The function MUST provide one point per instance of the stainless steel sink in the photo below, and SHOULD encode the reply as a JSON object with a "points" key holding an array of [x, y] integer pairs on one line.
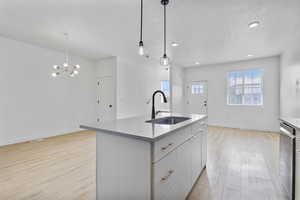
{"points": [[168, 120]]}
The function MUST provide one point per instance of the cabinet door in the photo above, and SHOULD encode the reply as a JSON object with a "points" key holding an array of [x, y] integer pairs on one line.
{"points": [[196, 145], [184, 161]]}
--
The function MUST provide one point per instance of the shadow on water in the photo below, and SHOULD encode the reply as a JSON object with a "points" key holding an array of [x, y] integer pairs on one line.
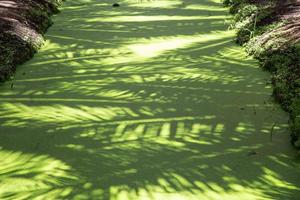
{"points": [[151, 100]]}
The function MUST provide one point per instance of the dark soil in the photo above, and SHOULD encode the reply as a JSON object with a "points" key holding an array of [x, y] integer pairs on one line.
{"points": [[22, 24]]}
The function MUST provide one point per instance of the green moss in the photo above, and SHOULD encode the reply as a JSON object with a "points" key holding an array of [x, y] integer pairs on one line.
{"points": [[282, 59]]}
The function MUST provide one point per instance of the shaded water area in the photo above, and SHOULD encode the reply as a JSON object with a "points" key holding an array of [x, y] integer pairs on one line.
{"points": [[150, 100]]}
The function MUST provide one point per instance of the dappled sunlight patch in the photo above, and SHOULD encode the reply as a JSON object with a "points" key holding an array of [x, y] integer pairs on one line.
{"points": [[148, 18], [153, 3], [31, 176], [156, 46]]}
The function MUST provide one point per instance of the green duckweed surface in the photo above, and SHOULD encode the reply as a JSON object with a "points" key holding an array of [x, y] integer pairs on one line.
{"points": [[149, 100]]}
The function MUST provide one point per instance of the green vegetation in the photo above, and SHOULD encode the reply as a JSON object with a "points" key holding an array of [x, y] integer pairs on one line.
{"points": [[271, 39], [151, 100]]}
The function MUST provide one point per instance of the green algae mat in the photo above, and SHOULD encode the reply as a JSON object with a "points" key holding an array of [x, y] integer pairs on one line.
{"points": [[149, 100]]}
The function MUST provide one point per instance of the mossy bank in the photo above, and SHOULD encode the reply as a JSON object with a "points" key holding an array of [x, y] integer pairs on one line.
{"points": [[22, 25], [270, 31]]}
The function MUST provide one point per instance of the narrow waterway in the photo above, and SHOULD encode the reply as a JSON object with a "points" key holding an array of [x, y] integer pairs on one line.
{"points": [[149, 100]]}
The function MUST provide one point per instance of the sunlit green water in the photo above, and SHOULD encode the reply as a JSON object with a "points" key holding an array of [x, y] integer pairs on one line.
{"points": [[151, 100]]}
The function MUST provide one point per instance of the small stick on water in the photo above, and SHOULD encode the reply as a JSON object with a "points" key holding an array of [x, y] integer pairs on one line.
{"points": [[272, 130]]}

▶ **TASK STATEMENT**
Extract every line above that contains the string "below", and treat uppercase and lowercase letters as different.

▶ **FINAL RESULT**
The function MUST provide one point per instance of the stainless steel sink in the photo below, and SHOULD encode the reply as a JSON object with a "points" key holding an array of [x, y] integer pairs on one line.
The function MUST provide one point per instance of the shadow on water in the photo below, and SHOULD encode the reply as a JSON object with a "points" key holding an array of [x, y] integer pairs on one line.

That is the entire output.